- _Exercise prompt_
Copy every line of the material below that contains the word "holder".

- _Data to process_

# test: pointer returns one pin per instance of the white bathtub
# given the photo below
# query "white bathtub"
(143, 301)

...

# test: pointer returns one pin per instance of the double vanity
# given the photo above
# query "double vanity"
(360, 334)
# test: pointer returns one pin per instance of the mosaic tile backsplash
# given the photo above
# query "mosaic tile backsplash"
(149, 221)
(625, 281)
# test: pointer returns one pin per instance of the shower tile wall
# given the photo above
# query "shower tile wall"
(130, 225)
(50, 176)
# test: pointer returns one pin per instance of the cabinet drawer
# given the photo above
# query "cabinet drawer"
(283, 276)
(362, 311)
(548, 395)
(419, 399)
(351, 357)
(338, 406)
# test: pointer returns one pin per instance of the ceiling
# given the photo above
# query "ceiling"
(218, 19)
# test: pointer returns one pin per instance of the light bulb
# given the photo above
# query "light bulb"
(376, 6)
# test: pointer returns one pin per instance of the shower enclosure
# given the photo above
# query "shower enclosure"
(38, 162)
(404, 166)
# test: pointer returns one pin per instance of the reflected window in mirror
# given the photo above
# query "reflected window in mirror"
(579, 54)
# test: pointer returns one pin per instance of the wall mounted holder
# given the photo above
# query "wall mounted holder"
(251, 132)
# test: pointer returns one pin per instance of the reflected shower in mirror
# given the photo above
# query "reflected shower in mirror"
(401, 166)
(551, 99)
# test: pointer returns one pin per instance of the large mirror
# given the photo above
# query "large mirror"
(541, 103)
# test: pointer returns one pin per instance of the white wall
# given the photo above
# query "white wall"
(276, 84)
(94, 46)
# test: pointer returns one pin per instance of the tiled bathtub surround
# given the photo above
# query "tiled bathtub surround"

- _Problem solution_
# test: pointer returns one pin per instance of the wall mounted holder
# query "wall mounted holder"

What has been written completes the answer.